### WHAT THE TASK ASKS
In the listing below, recast everything from the line containing "Practice. Identify the metal" down to the line containing "Target: metal fence" as a numbered list, leaving out any blank lines and no other lines.

(Records from a point labeling set)
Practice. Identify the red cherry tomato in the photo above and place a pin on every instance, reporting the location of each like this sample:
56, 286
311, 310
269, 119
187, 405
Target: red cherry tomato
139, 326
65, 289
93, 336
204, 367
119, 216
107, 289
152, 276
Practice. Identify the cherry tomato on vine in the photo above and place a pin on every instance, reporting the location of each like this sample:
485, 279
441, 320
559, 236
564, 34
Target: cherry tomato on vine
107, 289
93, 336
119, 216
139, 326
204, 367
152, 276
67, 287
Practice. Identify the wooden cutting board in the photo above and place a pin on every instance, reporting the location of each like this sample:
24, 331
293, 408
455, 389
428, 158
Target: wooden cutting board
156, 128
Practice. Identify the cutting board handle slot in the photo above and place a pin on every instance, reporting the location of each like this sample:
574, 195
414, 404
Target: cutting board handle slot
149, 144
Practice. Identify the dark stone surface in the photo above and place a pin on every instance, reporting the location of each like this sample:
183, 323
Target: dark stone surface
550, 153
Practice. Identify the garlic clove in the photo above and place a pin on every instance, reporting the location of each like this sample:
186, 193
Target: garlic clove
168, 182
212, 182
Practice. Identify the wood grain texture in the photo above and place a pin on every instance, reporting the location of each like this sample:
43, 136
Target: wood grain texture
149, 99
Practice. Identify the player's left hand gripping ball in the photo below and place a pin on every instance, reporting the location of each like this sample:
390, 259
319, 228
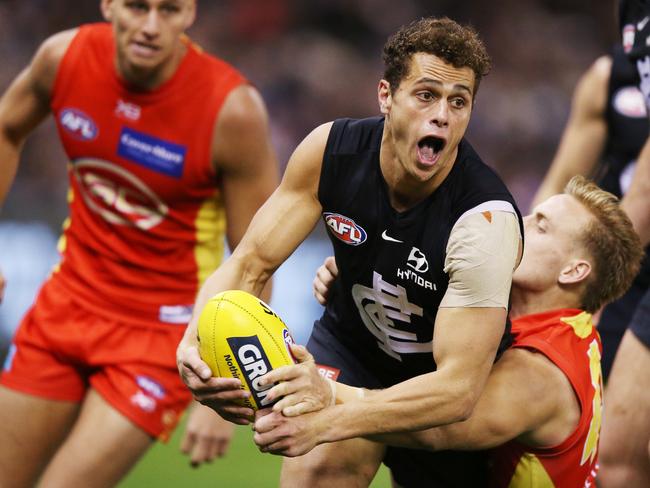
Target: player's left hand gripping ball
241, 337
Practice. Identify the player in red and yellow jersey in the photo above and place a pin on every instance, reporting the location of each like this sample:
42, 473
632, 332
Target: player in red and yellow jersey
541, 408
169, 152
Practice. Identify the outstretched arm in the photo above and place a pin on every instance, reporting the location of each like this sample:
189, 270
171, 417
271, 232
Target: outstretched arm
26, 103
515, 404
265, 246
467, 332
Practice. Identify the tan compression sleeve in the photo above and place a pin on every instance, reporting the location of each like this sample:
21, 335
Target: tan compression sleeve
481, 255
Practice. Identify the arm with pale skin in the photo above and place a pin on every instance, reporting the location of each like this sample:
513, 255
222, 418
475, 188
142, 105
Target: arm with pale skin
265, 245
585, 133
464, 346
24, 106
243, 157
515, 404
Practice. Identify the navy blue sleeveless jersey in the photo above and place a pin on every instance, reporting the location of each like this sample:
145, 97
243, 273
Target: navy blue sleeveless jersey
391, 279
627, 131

--

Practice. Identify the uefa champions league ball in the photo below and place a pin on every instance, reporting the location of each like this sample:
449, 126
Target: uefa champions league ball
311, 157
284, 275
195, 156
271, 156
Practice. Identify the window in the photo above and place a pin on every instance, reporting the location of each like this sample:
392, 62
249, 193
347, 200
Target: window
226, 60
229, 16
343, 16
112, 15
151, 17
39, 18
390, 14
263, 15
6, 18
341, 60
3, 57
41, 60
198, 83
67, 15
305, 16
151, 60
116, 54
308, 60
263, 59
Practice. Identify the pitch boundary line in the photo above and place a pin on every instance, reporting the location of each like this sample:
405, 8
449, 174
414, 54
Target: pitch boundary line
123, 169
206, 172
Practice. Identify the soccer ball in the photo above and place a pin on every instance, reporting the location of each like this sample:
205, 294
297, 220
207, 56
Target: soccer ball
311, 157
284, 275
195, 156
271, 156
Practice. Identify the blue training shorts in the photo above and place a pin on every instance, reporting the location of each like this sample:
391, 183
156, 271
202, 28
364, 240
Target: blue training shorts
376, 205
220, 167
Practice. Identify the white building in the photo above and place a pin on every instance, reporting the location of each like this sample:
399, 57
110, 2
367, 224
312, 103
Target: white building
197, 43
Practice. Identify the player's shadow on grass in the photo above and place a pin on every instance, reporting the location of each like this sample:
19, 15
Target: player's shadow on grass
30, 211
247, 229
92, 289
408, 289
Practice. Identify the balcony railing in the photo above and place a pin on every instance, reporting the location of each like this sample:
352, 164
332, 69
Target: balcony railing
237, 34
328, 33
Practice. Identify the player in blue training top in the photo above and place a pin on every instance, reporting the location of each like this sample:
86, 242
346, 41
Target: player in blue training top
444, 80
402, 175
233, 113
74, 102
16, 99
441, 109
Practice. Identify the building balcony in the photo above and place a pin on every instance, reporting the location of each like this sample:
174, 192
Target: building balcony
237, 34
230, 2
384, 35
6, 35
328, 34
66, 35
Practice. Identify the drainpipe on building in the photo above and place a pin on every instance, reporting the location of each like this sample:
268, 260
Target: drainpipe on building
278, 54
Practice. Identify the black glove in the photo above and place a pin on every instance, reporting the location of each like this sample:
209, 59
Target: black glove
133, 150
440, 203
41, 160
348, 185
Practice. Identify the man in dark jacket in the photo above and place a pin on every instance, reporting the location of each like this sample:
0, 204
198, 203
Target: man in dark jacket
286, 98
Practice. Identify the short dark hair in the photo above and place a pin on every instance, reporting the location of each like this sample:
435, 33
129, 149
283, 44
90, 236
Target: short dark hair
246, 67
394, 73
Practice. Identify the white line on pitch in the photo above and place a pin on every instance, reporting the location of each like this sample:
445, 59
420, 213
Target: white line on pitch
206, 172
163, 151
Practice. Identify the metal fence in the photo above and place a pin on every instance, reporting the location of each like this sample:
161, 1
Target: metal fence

### TASK RESPONSE
1. Practice. Identify the metal fence in the photo above and place a pin on every instance, reporting the location of each like this sample:
2. 161, 1
3. Target: metal fence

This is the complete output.